The problem:
Without the pictures, copy all the entries below exactly.

-- START Material supplied --

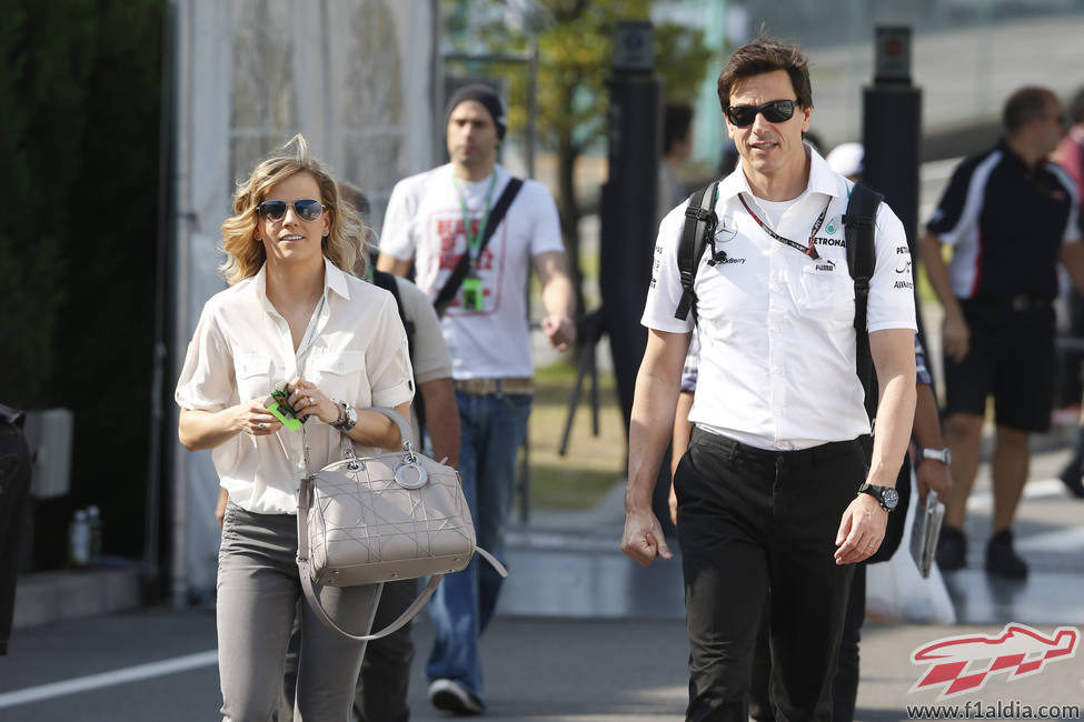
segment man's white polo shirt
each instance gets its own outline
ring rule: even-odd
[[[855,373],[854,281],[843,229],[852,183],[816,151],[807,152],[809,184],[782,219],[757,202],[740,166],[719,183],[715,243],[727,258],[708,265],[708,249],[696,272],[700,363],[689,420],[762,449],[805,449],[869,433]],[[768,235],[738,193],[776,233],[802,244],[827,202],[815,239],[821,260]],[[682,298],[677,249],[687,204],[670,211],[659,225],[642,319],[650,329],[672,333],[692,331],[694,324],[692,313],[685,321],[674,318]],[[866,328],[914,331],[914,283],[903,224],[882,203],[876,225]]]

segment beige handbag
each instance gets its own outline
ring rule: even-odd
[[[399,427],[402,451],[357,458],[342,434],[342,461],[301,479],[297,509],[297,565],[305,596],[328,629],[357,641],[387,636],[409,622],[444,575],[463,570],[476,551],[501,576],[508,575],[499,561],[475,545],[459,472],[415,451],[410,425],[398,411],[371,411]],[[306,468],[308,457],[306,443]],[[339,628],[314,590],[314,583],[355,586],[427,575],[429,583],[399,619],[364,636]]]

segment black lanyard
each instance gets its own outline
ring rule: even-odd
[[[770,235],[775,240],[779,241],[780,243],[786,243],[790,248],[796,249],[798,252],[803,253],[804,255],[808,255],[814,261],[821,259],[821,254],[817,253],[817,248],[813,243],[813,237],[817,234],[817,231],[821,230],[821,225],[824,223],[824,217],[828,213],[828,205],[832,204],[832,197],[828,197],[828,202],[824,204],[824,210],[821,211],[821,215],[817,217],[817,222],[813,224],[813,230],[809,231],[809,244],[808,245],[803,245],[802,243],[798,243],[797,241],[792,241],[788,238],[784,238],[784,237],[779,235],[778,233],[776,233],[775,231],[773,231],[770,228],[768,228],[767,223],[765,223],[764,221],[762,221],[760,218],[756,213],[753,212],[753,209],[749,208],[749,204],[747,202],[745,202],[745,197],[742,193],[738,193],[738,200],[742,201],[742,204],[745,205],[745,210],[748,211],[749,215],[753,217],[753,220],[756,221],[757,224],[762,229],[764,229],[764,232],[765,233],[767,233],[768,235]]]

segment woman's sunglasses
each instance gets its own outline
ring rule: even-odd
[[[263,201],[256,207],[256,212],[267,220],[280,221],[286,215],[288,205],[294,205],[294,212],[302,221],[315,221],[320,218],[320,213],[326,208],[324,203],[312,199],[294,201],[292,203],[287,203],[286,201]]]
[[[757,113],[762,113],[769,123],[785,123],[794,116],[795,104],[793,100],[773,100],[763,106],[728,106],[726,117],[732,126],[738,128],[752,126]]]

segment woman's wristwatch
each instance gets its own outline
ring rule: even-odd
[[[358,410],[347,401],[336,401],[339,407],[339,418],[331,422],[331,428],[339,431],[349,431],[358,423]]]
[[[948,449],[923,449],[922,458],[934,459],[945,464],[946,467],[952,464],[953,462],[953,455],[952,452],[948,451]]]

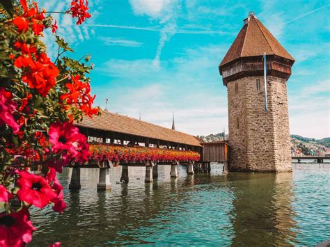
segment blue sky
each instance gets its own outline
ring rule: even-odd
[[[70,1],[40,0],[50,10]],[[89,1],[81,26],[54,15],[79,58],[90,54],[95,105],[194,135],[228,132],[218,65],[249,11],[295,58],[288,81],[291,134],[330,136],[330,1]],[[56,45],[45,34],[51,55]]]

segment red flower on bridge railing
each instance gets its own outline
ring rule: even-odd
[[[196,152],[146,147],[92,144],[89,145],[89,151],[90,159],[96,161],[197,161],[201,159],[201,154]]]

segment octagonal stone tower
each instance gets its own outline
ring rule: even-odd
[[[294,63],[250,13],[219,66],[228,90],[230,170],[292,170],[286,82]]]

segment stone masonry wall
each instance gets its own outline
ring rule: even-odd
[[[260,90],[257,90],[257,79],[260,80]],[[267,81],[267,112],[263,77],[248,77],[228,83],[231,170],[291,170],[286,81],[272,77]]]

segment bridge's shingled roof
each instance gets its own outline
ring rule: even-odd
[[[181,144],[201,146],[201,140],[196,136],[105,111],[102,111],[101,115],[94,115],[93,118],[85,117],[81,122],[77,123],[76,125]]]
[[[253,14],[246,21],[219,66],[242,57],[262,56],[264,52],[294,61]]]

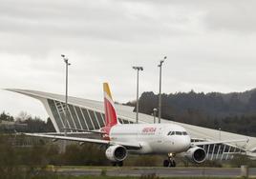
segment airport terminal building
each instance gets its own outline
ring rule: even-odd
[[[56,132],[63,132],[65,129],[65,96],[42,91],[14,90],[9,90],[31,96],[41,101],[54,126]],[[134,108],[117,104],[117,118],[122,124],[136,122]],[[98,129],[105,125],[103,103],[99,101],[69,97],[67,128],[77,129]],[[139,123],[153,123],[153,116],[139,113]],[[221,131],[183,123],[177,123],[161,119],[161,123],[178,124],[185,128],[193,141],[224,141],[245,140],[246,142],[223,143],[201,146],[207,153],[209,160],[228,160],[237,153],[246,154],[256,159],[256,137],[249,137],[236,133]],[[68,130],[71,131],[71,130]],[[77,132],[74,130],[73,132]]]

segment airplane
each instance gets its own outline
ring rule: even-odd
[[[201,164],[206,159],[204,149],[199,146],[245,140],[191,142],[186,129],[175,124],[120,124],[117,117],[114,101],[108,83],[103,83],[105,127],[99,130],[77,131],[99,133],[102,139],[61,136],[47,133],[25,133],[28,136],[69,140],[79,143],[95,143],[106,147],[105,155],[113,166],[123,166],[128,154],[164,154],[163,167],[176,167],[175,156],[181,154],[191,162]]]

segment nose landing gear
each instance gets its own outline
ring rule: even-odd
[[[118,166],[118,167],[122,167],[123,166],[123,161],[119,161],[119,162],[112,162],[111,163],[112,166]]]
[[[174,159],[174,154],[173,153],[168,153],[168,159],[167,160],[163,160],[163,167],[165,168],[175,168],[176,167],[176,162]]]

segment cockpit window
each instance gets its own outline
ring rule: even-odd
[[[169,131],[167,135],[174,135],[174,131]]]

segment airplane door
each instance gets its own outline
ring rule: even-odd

-- END Material supplied --

Exercise result:
segment man's white polo shirt
each instance gets its own outline
ring rule: even-odd
[[[855,373],[854,281],[843,229],[852,183],[816,151],[807,152],[809,184],[782,219],[757,202],[740,166],[719,183],[715,243],[727,258],[708,265],[708,249],[696,272],[700,363],[689,420],[762,449],[805,449],[869,433]],[[768,235],[738,193],[776,233],[802,244],[827,202],[815,239],[821,260]],[[682,298],[677,249],[687,204],[670,211],[659,225],[642,319],[650,329],[672,333],[692,331],[694,324],[692,313],[685,321],[674,318]],[[866,328],[914,331],[914,283],[903,224],[882,203],[876,225]]]

segment beige handbag
each instance gets its own outline
ring rule: even-odd
[[[399,427],[402,451],[357,458],[342,434],[342,461],[301,479],[297,509],[297,565],[305,596],[328,629],[357,641],[387,636],[409,622],[444,575],[463,570],[476,551],[501,576],[508,575],[499,561],[475,545],[459,472],[415,451],[410,425],[398,411],[371,411]],[[306,468],[308,457],[306,443]],[[339,628],[314,590],[314,583],[355,586],[427,575],[429,583],[399,619],[364,636]]]

segment black lanyard
each instance gets its own outline
ring rule: even-odd
[[[770,235],[775,240],[779,241],[780,243],[786,243],[790,248],[796,249],[798,252],[803,253],[804,255],[808,255],[814,261],[821,259],[821,254],[817,253],[817,248],[813,243],[813,237],[817,234],[817,231],[821,230],[821,225],[824,223],[824,217],[828,213],[828,205],[832,204],[832,197],[828,197],[828,202],[824,204],[824,210],[821,211],[821,215],[817,217],[817,222],[813,224],[813,230],[809,231],[809,244],[808,245],[803,245],[802,243],[798,243],[797,241],[792,241],[788,238],[784,238],[784,237],[779,235],[778,233],[776,233],[775,231],[773,231],[770,228],[768,228],[767,223],[765,223],[764,221],[762,221],[760,218],[756,213],[753,212],[753,209],[749,208],[749,204],[747,202],[745,202],[745,197],[742,193],[738,193],[738,200],[742,201],[742,204],[745,205],[745,210],[748,211],[749,215],[753,217],[753,220],[756,221],[757,224],[762,229],[764,229],[764,232],[765,233],[767,233],[768,235]]]

segment woman's sunglasses
each instance gets its own outline
ring rule: even-odd
[[[263,201],[256,207],[256,212],[267,220],[280,221],[286,215],[288,205],[294,205],[294,212],[302,221],[315,221],[320,218],[320,213],[326,208],[324,203],[312,199],[294,201],[292,203],[287,203],[286,201]]]
[[[757,113],[762,113],[769,123],[785,123],[794,116],[795,104],[793,100],[773,100],[763,106],[728,106],[726,117],[732,126],[738,128],[752,126]]]

segment woman's wristwatch
each instance gets its own outline
ring rule: even-odd
[[[358,410],[347,401],[336,401],[339,407],[339,418],[331,422],[331,428],[339,431],[349,431],[358,423]]]
[[[948,449],[923,449],[922,458],[934,459],[945,464],[946,467],[952,464],[953,462],[953,455],[952,452],[948,451]]]

segment blue sky
each instance gets its own outline
ring rule: even-odd
[[[70,1],[40,0],[50,10]],[[89,1],[81,26],[54,15],[79,58],[90,54],[95,105],[194,135],[228,132],[218,65],[249,11],[295,58],[288,81],[291,134],[330,136],[330,1]],[[56,45],[45,34],[51,55]]]

segment red flower on bridge railing
each instance gets its own outline
ring rule: even-odd
[[[196,152],[146,147],[92,144],[89,145],[89,151],[90,159],[96,161],[197,161],[201,159],[201,154]]]

segment octagonal stone tower
each instance gets its own outline
ring rule: even-odd
[[[294,63],[250,13],[219,66],[228,90],[230,170],[292,170],[286,82]]]

segment stone masonry wall
each instance gets its own outline
ring rule: even-odd
[[[260,90],[257,90],[257,79],[260,80]],[[267,81],[267,112],[263,77],[248,77],[228,83],[231,170],[291,170],[286,81],[272,77]]]

segment bridge's shingled roof
each instance gets its own outline
ring rule: even-odd
[[[181,144],[201,146],[201,140],[196,136],[105,111],[102,111],[101,115],[94,115],[93,118],[85,117],[81,122],[77,123],[76,125]]]
[[[253,14],[246,21],[219,66],[242,57],[262,56],[264,52],[294,61]]]

segment airport terminal building
each instance gets its own outline
ring rule: even-odd
[[[56,132],[63,132],[65,129],[65,96],[42,91],[14,90],[9,90],[31,96],[41,101],[54,126]],[[134,108],[117,104],[117,118],[122,124],[136,122]],[[98,129],[105,125],[103,103],[99,101],[69,97],[67,128],[77,129]],[[139,123],[153,123],[153,116],[139,113]],[[221,131],[183,123],[177,123],[161,119],[161,123],[178,124],[185,128],[193,141],[224,141],[245,140],[246,142],[223,143],[201,146],[207,153],[209,160],[228,160],[237,153],[246,154],[256,159],[256,137],[249,137],[236,133]],[[68,130],[71,131],[71,130]],[[77,132],[74,130],[73,132]]]

segment airplane
each instance gets its own outline
ring rule: even-odd
[[[201,164],[206,159],[204,149],[199,146],[245,140],[191,142],[186,129],[175,124],[120,124],[117,117],[114,101],[108,83],[103,83],[105,127],[99,130],[77,131],[99,133],[102,139],[61,136],[47,133],[25,133],[28,136],[69,140],[79,143],[95,143],[106,147],[105,155],[113,166],[123,166],[128,154],[164,154],[163,167],[176,167],[175,156],[181,154],[191,162]]]

segment nose landing gear
each instance gets its own outline
ring rule: even-odd
[[[118,166],[118,167],[122,167],[123,166],[123,161],[119,161],[119,162],[112,162],[111,163],[112,166]]]
[[[174,159],[174,154],[173,153],[168,153],[168,159],[167,160],[163,160],[163,167],[165,168],[175,168],[176,167],[176,162]]]

segment cockpit window
each instance gets its own outline
ring rule: even-odd
[[[169,131],[167,135],[174,135],[174,131]]]

segment airplane door
each instance gets its own outline
ring rule: even-odd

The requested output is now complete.